"""

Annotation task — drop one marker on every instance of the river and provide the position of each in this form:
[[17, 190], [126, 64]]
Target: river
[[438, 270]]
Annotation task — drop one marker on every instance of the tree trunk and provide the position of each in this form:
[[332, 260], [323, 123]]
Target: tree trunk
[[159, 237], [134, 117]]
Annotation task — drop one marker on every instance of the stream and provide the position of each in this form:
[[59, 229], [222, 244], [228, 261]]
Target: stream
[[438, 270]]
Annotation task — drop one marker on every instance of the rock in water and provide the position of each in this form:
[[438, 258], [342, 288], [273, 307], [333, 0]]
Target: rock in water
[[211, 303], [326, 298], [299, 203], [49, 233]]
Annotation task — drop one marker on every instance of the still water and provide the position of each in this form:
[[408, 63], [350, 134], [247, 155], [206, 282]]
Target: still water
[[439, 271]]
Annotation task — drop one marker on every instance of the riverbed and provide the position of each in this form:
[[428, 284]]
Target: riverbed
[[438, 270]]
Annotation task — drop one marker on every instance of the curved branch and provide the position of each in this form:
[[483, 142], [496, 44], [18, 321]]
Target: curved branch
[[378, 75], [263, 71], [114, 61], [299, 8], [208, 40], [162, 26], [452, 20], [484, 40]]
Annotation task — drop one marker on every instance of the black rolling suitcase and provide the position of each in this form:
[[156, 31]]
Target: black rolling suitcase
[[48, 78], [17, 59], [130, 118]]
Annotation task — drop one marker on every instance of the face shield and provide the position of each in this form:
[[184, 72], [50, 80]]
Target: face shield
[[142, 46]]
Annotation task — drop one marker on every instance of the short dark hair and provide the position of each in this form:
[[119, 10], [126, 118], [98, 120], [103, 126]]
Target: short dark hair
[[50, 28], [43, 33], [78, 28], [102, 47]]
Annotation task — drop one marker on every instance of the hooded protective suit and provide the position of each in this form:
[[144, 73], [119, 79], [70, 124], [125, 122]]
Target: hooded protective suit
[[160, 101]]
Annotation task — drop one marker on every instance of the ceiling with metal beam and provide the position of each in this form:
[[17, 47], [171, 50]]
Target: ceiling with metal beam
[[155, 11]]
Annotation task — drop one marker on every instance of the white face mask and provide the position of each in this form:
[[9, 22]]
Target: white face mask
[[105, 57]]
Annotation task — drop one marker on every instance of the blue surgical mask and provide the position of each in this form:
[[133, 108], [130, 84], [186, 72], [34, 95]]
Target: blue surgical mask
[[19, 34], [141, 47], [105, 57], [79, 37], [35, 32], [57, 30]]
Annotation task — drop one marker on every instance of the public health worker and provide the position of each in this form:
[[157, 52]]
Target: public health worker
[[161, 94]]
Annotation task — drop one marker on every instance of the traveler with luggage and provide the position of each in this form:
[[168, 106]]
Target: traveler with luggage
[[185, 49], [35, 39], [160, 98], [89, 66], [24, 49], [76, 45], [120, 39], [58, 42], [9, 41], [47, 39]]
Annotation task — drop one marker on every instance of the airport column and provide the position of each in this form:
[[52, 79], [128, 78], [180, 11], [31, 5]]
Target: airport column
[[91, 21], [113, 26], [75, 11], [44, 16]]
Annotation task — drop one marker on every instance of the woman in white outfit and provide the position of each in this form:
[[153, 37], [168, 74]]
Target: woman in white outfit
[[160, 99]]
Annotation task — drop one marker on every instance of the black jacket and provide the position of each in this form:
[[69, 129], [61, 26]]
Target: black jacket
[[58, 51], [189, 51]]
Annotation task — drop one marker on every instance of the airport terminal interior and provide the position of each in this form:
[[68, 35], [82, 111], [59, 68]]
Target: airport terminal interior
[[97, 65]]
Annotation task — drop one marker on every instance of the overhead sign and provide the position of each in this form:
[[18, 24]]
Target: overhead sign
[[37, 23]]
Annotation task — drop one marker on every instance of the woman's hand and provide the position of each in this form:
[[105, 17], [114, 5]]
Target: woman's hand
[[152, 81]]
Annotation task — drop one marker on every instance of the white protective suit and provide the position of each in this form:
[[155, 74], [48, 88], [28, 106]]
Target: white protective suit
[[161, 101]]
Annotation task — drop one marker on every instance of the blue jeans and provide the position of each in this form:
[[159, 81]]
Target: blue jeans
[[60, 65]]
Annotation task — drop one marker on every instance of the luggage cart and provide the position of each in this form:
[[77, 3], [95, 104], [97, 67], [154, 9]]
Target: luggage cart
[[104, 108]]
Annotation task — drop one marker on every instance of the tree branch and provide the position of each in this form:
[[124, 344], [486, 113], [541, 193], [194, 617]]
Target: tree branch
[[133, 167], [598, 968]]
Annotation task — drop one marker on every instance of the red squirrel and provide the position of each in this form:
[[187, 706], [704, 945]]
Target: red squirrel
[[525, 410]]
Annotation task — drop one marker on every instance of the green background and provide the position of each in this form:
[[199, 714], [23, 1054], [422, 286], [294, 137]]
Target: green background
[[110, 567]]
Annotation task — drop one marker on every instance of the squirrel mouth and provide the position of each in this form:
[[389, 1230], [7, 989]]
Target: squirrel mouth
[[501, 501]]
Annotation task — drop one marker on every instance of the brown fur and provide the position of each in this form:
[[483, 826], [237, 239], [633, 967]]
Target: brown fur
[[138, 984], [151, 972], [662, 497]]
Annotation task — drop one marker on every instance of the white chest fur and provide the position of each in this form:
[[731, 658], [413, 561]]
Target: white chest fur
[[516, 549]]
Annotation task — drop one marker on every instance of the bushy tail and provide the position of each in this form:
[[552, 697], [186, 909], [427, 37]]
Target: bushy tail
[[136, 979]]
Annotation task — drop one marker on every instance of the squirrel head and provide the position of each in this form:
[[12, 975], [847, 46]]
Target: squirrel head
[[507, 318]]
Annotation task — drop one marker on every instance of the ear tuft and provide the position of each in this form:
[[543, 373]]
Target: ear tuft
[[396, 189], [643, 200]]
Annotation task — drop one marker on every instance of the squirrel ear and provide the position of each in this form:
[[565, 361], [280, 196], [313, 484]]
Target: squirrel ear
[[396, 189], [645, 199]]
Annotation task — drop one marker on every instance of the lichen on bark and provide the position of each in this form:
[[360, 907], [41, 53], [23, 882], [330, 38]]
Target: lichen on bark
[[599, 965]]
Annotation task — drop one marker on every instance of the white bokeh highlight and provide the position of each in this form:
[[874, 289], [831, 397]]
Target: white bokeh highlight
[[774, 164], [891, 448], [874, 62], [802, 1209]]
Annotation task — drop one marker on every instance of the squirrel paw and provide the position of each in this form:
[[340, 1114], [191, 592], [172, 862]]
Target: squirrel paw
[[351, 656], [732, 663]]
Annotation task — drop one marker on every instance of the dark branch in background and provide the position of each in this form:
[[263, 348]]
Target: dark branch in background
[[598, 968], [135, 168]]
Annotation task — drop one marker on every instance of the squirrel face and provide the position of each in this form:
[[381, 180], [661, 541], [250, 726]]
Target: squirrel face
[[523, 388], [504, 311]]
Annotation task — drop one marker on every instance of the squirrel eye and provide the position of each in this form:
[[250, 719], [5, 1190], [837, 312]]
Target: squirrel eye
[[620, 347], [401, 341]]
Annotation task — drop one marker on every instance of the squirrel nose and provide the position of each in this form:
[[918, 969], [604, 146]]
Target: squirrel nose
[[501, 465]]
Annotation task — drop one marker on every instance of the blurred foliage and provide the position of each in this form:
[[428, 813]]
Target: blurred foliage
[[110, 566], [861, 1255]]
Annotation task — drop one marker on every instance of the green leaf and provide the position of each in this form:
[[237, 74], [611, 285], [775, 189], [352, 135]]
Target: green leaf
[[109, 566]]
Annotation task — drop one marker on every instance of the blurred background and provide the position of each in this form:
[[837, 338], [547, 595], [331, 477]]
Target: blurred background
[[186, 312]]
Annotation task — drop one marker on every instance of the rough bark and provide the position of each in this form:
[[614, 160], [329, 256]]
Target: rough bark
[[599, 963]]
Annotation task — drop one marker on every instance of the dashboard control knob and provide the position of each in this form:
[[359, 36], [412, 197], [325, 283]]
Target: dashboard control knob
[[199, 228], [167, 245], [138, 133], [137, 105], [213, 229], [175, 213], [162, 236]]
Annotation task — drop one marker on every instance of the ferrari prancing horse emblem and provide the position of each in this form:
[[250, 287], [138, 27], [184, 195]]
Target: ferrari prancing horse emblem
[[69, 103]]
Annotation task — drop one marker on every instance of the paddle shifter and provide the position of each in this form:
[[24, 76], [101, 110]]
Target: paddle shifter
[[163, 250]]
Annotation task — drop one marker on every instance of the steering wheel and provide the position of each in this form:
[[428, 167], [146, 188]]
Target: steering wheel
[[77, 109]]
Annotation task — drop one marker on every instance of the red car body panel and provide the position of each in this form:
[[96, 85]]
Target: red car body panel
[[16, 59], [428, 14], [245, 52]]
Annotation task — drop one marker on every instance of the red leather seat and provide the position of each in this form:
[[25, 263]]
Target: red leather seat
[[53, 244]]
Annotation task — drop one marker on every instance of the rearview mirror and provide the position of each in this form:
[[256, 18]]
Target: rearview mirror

"""

■ The exercise
Copy out, word for word, every line of the records from the very first one up to and including the line that contains "[[159, 237], [134, 117]]".

■ Solution to this task
Annotation task — drop one marker on every instance of the river and provide the position of each in this form:
[[17, 190], [126, 64]]
Target: river
[[438, 270]]
Annotation task — drop one marker on every instance of the tree trunk and provide the position of each in this form:
[[332, 260], [323, 123]]
Target: tree trunk
[[159, 237], [134, 117]]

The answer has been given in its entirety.